Information supplied:
★ ★ ★ ★ ★

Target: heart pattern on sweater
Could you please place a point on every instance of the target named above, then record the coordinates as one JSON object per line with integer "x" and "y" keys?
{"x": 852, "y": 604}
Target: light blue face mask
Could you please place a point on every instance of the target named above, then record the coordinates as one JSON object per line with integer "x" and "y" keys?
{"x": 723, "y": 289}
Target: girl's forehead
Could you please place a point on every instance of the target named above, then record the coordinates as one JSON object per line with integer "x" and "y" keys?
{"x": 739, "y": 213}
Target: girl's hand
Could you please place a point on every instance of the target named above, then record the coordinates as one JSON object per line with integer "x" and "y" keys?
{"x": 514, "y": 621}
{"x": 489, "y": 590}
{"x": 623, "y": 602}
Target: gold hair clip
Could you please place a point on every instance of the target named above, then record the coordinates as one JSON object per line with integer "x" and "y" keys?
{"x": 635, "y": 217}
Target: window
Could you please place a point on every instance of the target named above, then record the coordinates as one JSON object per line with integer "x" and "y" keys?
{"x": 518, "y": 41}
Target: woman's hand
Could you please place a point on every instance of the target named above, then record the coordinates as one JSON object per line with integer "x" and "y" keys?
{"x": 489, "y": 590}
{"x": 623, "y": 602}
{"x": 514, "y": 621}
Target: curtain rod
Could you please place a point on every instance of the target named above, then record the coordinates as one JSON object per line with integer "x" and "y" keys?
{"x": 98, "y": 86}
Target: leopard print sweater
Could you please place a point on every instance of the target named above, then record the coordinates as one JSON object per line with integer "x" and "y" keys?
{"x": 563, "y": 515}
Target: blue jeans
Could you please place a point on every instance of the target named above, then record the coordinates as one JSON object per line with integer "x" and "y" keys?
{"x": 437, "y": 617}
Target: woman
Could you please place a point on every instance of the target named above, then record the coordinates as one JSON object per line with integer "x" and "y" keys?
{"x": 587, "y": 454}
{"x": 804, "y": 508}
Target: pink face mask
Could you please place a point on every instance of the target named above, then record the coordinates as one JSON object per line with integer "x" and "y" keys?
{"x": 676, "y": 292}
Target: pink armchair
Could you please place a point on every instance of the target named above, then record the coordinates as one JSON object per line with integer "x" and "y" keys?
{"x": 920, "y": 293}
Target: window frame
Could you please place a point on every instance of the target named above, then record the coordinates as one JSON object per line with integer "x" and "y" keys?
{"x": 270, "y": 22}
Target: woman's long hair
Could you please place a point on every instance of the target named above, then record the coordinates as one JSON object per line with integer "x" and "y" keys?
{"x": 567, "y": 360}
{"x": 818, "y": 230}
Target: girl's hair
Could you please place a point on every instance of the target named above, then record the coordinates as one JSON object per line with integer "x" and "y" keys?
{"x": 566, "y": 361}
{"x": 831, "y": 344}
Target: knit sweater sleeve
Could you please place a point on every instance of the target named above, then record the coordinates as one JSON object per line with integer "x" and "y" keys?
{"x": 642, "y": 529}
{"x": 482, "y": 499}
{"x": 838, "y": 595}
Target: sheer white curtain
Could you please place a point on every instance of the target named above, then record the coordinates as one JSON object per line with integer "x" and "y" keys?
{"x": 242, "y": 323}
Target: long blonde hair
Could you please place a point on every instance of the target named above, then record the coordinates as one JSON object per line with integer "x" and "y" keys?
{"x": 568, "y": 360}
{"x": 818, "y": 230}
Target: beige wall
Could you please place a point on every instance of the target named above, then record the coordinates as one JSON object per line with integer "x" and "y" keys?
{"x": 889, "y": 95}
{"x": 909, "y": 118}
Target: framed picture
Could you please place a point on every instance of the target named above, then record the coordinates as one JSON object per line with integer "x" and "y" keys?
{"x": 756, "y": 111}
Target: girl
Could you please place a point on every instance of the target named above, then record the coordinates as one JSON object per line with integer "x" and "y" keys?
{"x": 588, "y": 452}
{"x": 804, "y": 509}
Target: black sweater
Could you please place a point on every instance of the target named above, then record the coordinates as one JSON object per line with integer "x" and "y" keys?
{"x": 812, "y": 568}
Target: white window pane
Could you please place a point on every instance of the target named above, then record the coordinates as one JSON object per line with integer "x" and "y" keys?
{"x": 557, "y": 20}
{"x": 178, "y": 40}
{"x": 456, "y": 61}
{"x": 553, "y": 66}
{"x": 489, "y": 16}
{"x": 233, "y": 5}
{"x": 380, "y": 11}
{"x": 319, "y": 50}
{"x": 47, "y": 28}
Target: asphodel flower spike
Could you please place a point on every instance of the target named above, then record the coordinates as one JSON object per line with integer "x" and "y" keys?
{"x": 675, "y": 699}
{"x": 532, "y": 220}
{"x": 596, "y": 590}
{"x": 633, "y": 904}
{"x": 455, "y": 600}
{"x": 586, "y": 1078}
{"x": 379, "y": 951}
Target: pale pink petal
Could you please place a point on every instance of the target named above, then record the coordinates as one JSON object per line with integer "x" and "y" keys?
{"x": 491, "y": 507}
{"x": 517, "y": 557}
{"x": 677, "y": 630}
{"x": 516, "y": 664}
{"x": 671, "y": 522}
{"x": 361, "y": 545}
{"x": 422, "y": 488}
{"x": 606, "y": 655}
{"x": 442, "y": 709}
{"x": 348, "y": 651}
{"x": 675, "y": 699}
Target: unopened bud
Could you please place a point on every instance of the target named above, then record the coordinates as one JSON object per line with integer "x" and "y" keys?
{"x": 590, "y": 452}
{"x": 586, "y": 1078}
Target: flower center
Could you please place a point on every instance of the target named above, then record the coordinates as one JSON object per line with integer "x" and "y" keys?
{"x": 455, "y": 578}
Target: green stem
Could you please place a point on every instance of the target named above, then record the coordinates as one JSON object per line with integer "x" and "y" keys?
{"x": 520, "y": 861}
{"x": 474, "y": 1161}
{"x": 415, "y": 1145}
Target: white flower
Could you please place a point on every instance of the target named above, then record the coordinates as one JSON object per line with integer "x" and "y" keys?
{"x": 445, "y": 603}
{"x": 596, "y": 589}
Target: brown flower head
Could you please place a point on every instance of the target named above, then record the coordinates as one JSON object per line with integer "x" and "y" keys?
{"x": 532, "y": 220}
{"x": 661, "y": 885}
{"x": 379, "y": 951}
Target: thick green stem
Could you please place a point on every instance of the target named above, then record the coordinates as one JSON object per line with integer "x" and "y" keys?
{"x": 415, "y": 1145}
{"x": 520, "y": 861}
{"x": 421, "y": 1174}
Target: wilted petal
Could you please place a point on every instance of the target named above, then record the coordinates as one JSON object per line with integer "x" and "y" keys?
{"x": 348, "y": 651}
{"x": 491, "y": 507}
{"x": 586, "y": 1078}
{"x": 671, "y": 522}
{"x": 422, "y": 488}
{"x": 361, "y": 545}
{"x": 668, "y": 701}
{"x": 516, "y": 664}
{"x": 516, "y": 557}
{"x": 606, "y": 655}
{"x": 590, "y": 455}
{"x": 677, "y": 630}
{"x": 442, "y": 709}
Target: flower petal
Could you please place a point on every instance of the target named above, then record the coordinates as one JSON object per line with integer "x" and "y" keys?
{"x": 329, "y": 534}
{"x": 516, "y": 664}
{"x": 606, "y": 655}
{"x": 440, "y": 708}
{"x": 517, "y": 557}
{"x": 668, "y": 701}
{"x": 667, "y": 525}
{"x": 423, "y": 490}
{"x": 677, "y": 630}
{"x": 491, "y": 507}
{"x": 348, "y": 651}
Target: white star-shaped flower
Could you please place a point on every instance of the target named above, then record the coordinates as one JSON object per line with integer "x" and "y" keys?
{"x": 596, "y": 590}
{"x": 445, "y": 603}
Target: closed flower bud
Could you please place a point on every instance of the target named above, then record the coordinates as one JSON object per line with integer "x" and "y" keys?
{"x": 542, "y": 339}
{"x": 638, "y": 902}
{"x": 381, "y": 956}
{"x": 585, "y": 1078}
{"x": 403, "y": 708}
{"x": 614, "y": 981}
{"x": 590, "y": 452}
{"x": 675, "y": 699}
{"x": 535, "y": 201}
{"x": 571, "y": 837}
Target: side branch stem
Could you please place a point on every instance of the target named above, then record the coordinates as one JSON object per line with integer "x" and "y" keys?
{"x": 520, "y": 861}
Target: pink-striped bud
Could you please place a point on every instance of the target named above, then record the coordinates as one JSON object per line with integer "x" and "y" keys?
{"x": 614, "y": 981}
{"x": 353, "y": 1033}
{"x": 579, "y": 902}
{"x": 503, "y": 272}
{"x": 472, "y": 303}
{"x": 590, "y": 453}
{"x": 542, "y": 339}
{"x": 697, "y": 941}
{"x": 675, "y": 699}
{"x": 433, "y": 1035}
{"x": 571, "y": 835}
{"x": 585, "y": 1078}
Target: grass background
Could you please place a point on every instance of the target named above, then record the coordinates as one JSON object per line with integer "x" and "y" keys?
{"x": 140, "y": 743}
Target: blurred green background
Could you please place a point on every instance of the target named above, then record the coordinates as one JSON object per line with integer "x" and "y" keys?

★ ★ ★ ★ ★

Update the listing lines that start with the one containing "Target: blurred green background" and continue through the end of the listing. Swap "blurred" for "hazy" and leave everything else unchanged.

Full answer:
Target: hazy green background
Could you please place a point on every instance of the target named above, then record the coordinates as one JSON object per line with integer "x" and "y" keys?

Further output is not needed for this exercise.